Ketentuan Tugas.
A: Kutip bagian artikel tentang moderasi beragama mulai dari "Presiden Joko Widodo, saat" sampai dengan "yang semakin berat.".
B: Menurut artikel tentang moderasi beragama, apa saja yang berpotensi disebarkan melalui media sosial?

Teguhkan Moderasi dan Toleransi Beragama
Saat menyampaikan amanat pada pembukaan Rapat Koordinasi Nasional Forum Kerukunan Umat Beragama, Selasa, Presiden Joko Widodo mengungkapkan, moderasi beragama merupakan pilihan tepat dan selaras dengan nilai Pancasila.
JAKARTA, KOMPAS — Tantangan kehidupan beragama semakin berat dengan hadirnya media sosial yang berpotensi menjadi ajang untuk menyebarkan hoaks, ujaran kebencian, serta ajaran ekstremisme. Karena itu, moderasi dan toleransi beragama perlu diteguhkan lagi untuk menjaga kerukunan antarumat beragama sekaligus menghindari perpecahan bangsa.
Presiden Joko Widodo, saat menyampaikan amanat pada pembukaan Rapat Koordinasi Nasional Forum Kerukunan Umat Beragama, Selasa (3/11/2020), mengungkapkan, moderasi beragama merupakan pilihan yang tepat dan selaras dengan nilai-nilai Pancasila. Moderasi juga tepat diimplementasikan di tengah tantangan kehidupan beragama yang semakin berat.
Bukan hanya gelombang ekstremisme yang muncul di berbagai belahan dunia, kehidupan beragama juga dihadapkan pada potensi perpecahan karena adanya hoaks dan ujaran kebencian yang tersebar melalui media sosial. Karena itu, Presiden mengingatkan agar kehadiran media sosial yang mewarnai kehidupan beragama tidak bisa diabaikan.
Baca juga: Cegah Politisasi Konflik Beragama, FKUB Nasional Digagas
Untuk menjawab berbagai tantangan itu dibutuhkan tokoh-tokoh agama yang mempersatukan, merangkul, dan piawai melunakkan perbedaan pilihan dan faham menjadi kekuatan. Nilai-nilai moderasi beragama perlu terus disemai untuk menghindarkan umat dari pandangan-pandangan ekstrem yang melegalkan kekerasan.

(Baris dari sebuah set data)
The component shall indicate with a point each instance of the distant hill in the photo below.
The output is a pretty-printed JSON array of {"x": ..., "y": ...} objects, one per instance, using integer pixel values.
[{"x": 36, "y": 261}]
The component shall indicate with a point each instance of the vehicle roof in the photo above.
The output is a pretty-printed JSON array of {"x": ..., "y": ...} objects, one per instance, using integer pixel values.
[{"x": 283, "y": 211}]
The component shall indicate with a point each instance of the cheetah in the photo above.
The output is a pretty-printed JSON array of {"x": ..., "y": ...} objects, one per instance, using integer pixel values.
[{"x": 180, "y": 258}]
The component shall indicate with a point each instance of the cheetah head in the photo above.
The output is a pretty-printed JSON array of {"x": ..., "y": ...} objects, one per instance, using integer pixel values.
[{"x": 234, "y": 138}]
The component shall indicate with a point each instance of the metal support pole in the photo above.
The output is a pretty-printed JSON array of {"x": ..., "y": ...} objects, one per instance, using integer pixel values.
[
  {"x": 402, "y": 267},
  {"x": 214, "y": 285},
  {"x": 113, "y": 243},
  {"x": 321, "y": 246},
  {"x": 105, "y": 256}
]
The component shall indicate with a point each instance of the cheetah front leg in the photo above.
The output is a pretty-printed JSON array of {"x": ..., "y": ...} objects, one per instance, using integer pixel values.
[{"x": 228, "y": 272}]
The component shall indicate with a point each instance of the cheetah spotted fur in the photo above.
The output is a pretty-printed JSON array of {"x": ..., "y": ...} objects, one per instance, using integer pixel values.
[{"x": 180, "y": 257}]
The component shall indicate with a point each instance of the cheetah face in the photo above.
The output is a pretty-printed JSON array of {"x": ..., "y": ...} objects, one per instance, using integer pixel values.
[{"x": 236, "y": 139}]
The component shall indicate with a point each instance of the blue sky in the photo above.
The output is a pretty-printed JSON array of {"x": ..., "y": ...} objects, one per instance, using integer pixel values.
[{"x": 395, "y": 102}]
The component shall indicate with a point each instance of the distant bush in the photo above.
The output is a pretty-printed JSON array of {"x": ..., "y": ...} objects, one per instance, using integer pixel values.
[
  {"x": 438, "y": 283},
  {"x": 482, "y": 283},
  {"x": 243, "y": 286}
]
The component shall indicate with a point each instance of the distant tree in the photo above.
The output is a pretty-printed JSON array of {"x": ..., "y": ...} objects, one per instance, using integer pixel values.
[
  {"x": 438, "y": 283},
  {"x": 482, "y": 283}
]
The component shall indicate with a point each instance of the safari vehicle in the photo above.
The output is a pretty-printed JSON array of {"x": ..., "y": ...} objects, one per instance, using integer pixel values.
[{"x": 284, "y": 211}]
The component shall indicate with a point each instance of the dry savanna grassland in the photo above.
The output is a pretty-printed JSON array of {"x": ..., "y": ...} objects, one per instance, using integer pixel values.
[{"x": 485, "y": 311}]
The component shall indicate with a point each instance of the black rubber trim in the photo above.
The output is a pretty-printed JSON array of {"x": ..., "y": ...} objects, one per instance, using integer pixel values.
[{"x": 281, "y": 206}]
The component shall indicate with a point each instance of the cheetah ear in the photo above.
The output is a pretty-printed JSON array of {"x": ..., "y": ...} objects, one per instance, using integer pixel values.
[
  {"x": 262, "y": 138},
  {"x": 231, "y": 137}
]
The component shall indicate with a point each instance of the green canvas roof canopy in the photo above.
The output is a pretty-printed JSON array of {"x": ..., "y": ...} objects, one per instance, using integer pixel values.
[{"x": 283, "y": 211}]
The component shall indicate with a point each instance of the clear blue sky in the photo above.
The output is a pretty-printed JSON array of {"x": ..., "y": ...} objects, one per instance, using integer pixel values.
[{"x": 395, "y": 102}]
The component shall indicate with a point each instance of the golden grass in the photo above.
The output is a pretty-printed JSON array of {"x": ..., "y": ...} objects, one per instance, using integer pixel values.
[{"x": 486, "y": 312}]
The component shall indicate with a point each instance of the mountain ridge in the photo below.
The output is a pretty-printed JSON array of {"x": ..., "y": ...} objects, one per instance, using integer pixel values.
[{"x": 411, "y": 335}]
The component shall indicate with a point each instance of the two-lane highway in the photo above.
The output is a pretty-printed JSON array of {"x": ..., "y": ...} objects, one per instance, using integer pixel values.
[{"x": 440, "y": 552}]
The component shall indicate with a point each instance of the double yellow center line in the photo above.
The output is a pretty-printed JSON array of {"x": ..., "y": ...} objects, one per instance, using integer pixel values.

Jawaban Tiap Tugas.
A:
Presiden Joko Widodo, saat menyampaikan amanat pada pembukaan Rapat Koordinasi Nasional Forum Kerukunan Umat Beragama, Selasa (3/11/2020), mengungkapkan, moderasi beragama merupakan pilihan yang tepat dan selaras dengan nilai-nilai Pancasila. Moderasi juga tepat diimplementasikan di tengah tantangan kehidupan beragama yang semakin berat.

B: Hoaks, ujaran kebencian, serta ajaran ekstremisme.